They looked at sets of linked genetic variants, as is the case with the vast majority of cases. They found only one set had a harmful but weak effect on viral fitness. This may be because the study included only variants with a frequency above 0.5%, which would leave out most mutations with a strongly harmful effect.
Two independent variants had minor but significantly positive fitness effects, while two pairs of linked variants had significantly positive effects. Of interest, the set of D614G + nsp12 P323L variants had a very small beneficial effect on fitness.
How D614G became dominant
The study also suggests that the dominance of the D614G variant is simply due to the G614 strain being the first to be established in regions of the USA that were experiencing higher than average transmission rates – namely, the East Coast of the USA, especially New York and New Jersey. The enormous number of infections in the first wave of the pandemic more than accounts for the spike in the prevalence of the latter variant.
The baseline genetic fitness advantage was minor, about 4% on average. Both variants have a similar transmission rate. This type of comparison compensates for higher transmission or importation of the lineage into a region and allows the effects of any intrinsic fitness advantage to be seen.

● Dataset excerpts:
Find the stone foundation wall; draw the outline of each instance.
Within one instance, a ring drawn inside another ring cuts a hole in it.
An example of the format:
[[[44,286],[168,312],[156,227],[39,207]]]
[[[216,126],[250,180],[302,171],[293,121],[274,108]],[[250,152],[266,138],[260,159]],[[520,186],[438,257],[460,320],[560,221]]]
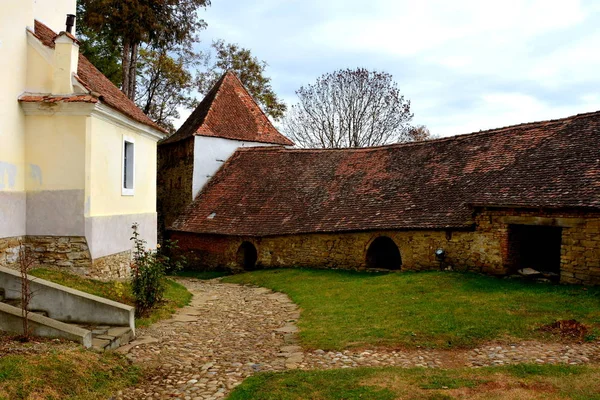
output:
[[[131,251],[100,257],[92,261],[89,274],[98,279],[126,279],[131,273]]]
[[[0,266],[19,269],[23,243],[36,264],[98,279],[129,277],[131,251],[92,260],[87,241],[77,236],[24,236],[0,238]]]
[[[504,275],[509,262],[508,229],[511,224],[560,226],[561,282],[600,284],[600,214],[540,212],[519,209],[479,209],[469,230],[377,231],[300,234],[275,237],[230,237],[171,232],[190,266],[197,269],[239,271],[237,252],[244,241],[257,249],[257,267],[311,267],[365,269],[366,253],[379,236],[390,237],[402,257],[402,270],[428,270],[452,266],[458,270]],[[446,252],[444,263],[435,250]]]
[[[471,231],[378,231],[338,234],[303,234],[266,238],[242,238],[173,232],[180,250],[198,269],[242,267],[237,251],[244,241],[257,249],[257,267],[310,267],[361,270],[367,267],[366,254],[371,242],[390,237],[402,257],[402,270],[455,268],[502,274],[500,243],[493,235],[484,238]],[[447,257],[442,264],[435,250],[443,248]]]
[[[23,237],[0,238],[0,267],[14,268],[19,260],[19,245]]]
[[[498,233],[504,267],[508,271],[508,235],[511,224],[562,228],[560,281],[600,285],[600,213],[583,211],[524,211],[484,209],[479,226]]]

● Set of tasks:
#1 Reproduce verbatim the section of the passage about the D614G variant that opens with the words "Two independent variants" and closes with "the latter variant.".
#2 Carry the passage about the D614G variant further, picking up right after its last sentence.

● Solved problems:
#1
Two independent variants had minor but significantly positive fitness effects, while two pairs of linked variants had significantly positive effects. Of interest, the set of D614G + nsp12 P323L variants had a very small beneficial effect on fitness.
How D614G became dominant
The study also suggests that the dominance of the D614G variant is simply due to the G614 strain being the first to be established in regions of the USA that were experiencing higher than average transmission rates – namely, the East Coast of the USA, especially New York and New Jersey. The enormous number of infections in the first wave of the pandemic more than accounts for the spike in the prevalence of the latter variant.

#2
Contribution of each factor
They then decomposed the total fitness variation between lineages into genetic, spatiotemporal, and random effects. Early on, fitness variation is almost completely due to the different transmission rates in different regions. At this point, all circulating strains have the same genetic background. Currently, half the variation is because of random effects, and half is due to genetic-cum-spatiotemporal effects.
Over time, a very small variation in fitness occurs, about 25% being due to genetic factors. It rises again in late summer, but this cannot be due to the spike D614G mutation because the D614 strain was already out of the door by then. Instead, the difference in fitness is probably because of the cumulative effect of multiple low-frequency variants, each with a modest effect on fitness, circulating in late summer.
What are the implications?
Up to this point in time genetic variants have contributed little to overall fitness variation in the SARS-CoV-2 viral population.”
Extrinsic factors like social distancing are responsible for the differences in transmission locally, and probably between different regions as well. However, limited data precludes a definitive conclusion.
The researchers use the analogy of “gene surfing”, where a mutation rapidly increases in frequency across a wide range of locations through individuals traveling far and wide from a focal location, to explain how the D614G spike variant rose to dominance.
“The gene surfing analogy captures the idea of how even a neutral mutation can be propelled to high frequencies across a range of spatial locations as a result of rapid population expansion.”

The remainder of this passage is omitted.